# Assignment:
Output only an exact transcription of the line containing "Query: background fence post" and all lines that follow it in the data below.
━━━━━ Supplied material ━━━━━
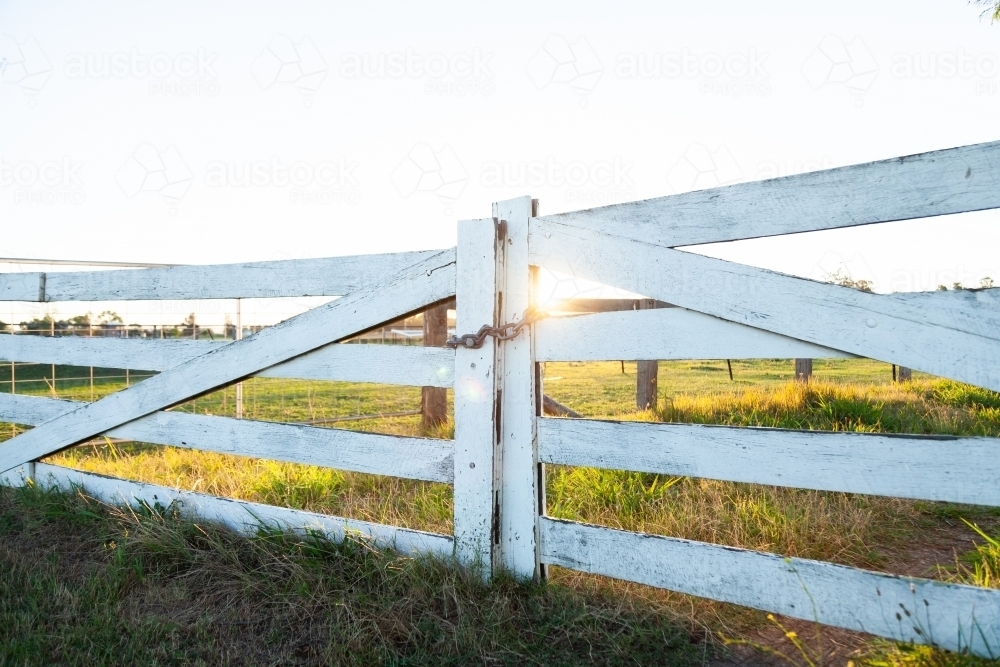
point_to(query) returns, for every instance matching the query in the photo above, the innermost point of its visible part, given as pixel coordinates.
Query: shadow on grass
(87, 584)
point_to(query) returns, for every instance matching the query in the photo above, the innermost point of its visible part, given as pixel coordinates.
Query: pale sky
(192, 132)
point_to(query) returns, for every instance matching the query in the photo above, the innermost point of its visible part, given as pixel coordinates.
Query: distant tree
(45, 323)
(79, 322)
(844, 279)
(109, 317)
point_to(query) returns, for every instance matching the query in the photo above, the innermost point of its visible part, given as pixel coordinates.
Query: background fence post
(646, 372)
(239, 336)
(519, 456)
(803, 369)
(477, 387)
(434, 400)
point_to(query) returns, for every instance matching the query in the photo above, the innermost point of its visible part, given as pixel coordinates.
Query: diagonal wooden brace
(409, 290)
(921, 333)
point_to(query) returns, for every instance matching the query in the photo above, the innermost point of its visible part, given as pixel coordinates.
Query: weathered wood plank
(428, 282)
(945, 468)
(518, 494)
(902, 608)
(386, 364)
(668, 333)
(397, 456)
(976, 311)
(242, 516)
(330, 276)
(941, 182)
(868, 325)
(476, 387)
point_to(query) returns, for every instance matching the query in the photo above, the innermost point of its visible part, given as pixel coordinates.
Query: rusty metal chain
(502, 332)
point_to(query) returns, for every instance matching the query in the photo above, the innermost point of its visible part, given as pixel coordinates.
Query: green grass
(845, 395)
(85, 584)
━━━━━
# Solution for this exercise:
Query: background fence post
(646, 372)
(239, 336)
(519, 456)
(803, 369)
(477, 387)
(434, 400)
point_to(query) returns, for every instance matching the query in the photo above, the innermost point of its visible part, given as pixel coordinates.
Query: diagonal wooden brace
(409, 290)
(921, 333)
point_to(query) returns, for every instance matching the query in the photo above, the innermost point of its visible part, given as pixel coordinates.
Query: weathered wood plank
(428, 282)
(945, 468)
(518, 494)
(902, 608)
(386, 364)
(668, 333)
(397, 456)
(976, 311)
(242, 516)
(330, 276)
(941, 182)
(868, 325)
(476, 387)
point_to(query) returns, for every instance matching the query in the photo above, the innermost point of its visible part, given as pixel coordinates.
Query: rusty metal chain
(502, 332)
point_to(query) returns, for every instance matching the query in the photo above, the innermost point of its visible part, given as pixel coordinates.
Query: green grass
(845, 395)
(85, 584)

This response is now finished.